(Beginning of DATA RECORDS)
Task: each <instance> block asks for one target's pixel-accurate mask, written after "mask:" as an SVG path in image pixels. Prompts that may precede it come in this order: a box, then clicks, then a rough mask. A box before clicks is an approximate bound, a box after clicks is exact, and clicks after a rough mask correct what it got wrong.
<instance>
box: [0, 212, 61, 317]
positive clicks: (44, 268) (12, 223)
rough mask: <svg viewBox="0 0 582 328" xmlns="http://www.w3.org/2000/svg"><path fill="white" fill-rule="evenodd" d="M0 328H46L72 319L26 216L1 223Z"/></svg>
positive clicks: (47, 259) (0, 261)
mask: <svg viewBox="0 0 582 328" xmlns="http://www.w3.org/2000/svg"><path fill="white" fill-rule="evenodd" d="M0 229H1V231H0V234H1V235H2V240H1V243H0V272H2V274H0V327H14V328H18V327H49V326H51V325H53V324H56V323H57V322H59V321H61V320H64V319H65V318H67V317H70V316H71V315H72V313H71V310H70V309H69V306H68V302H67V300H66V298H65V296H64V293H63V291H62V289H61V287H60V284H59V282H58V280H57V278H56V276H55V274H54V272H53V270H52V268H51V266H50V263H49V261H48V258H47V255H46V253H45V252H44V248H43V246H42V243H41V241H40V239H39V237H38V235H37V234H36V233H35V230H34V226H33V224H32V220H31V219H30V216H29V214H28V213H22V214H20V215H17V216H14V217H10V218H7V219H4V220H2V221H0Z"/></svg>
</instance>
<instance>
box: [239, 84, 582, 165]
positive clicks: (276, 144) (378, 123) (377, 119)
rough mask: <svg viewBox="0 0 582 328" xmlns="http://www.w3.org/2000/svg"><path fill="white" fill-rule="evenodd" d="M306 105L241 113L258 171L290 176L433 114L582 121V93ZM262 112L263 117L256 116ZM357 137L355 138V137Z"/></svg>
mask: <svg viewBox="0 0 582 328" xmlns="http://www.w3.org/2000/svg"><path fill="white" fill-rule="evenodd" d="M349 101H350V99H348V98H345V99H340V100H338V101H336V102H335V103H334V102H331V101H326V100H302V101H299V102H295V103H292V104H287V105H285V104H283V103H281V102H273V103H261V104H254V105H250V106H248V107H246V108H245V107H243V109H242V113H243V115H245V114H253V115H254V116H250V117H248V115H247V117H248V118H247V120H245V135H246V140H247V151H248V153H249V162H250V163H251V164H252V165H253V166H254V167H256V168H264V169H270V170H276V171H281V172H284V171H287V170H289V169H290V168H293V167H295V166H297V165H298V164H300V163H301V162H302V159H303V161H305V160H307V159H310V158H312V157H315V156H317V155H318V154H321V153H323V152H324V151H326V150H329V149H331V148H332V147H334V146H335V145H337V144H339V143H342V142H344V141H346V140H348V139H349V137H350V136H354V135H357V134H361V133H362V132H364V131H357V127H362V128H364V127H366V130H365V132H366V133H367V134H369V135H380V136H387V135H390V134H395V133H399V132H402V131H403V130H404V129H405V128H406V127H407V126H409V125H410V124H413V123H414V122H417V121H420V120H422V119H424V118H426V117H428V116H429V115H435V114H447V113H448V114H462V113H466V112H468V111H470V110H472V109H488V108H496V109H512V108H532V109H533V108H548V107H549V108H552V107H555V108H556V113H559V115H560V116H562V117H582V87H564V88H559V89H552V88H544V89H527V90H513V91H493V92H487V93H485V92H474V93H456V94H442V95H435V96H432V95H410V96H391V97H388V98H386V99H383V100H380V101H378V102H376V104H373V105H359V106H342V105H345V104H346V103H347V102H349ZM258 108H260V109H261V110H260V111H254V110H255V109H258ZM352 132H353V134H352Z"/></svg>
(End of DATA RECORDS)
The answer consists of the lines above that include the word "instance", each copied exactly.

Task: each <instance> block asks for one target's pixel-accurate mask, written after "mask:" as an SVG path in image pixels. Prompts that may precede it come in this order: a box, then clicks, then a rough mask. A box before clicks is an approximate bound, a box after clicks is exact, and clicks after a rough mask correct what it got wrong.
<instance>
</instance>
<instance>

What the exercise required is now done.